**What the task asks:**
Reproduce the listing below, swapping "single marker" for "single point" wherever it occurs and leaving every other word unchanged.

**Source records:**
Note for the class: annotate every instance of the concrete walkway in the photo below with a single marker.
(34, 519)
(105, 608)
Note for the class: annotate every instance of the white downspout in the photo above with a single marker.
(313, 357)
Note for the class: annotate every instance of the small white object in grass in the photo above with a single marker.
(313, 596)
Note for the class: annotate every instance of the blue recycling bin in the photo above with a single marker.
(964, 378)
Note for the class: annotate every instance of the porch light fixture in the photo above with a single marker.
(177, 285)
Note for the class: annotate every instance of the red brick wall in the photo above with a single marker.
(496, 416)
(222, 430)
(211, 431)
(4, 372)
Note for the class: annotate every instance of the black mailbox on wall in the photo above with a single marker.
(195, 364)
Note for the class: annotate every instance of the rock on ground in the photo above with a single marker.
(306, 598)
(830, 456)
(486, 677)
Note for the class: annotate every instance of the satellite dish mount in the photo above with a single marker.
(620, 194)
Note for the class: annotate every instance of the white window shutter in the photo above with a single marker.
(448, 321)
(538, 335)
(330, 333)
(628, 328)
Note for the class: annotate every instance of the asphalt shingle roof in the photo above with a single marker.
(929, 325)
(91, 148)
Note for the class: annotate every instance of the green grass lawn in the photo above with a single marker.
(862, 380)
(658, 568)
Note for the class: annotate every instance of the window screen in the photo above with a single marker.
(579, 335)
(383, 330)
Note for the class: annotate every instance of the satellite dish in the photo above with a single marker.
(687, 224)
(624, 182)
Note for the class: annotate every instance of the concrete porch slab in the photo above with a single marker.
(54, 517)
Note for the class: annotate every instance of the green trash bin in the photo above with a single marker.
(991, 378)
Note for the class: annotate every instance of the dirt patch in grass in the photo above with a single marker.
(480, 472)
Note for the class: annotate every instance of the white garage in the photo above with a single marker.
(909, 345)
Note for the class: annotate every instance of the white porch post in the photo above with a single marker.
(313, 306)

**Solution below:**
Note for the class: annotate every instance of the concrete walkway in the photo below with a single point.
(34, 519)
(105, 608)
Note for the class: annotate every instance of the white downspout in the photo above with a single point.
(313, 357)
Note for the class: annotate every instance of the small white object in grass in the photo above with a single point.
(313, 596)
Note for the class: annotate every instance of the blue recycling bin in the photo above with a single point.
(964, 378)
Note for the class: annotate every instance of the porch light fixture in the photo above with a single point.
(177, 285)
Note for the class: annotate every instance of the red brick wall in the photo above with a single point.
(496, 416)
(222, 430)
(211, 431)
(4, 372)
Note for the class: annotate every instance of the black mailbox on wall in the photo above with a single point.
(195, 364)
Note for the class: annotate every instance of the rock on ground in the photo above with a single point.
(306, 598)
(830, 456)
(486, 677)
Note for the class: annotate every instance of the satellite dish mount in the photo above with a single point.
(620, 194)
Note for the class: annotate every instance of the white window shutter in the photo above with a single point.
(448, 321)
(538, 335)
(330, 333)
(628, 328)
Note for the class: annotate every instance of the asphalt shingle roof in the photo above with a single point.
(929, 325)
(91, 148)
Note for the class: annotate every instance of the green grass lawn in the photo above with a single point.
(862, 380)
(658, 568)
Note for the class: annotate every instance of the window screen in the photo above with a single point.
(579, 335)
(383, 330)
Note for the class: annotate every instance of the satellite dish in the photo above with a single point.
(687, 224)
(624, 182)
Note for the class: annotate every instance of the concrete porch slab in the photo above with a single point.
(54, 517)
Note for the class: annotate every instance of the green trash bin in the photo above with a single point.
(991, 378)
Note for the class: annotate every instance of the dirt patch in grass in the photo above with a single point.
(480, 472)
Note for the class: annotate every instance of the white garage in the photo above with a single point.
(909, 345)
Note for the class: annotate every instance of the white porch post in the photo above with a single point.
(313, 306)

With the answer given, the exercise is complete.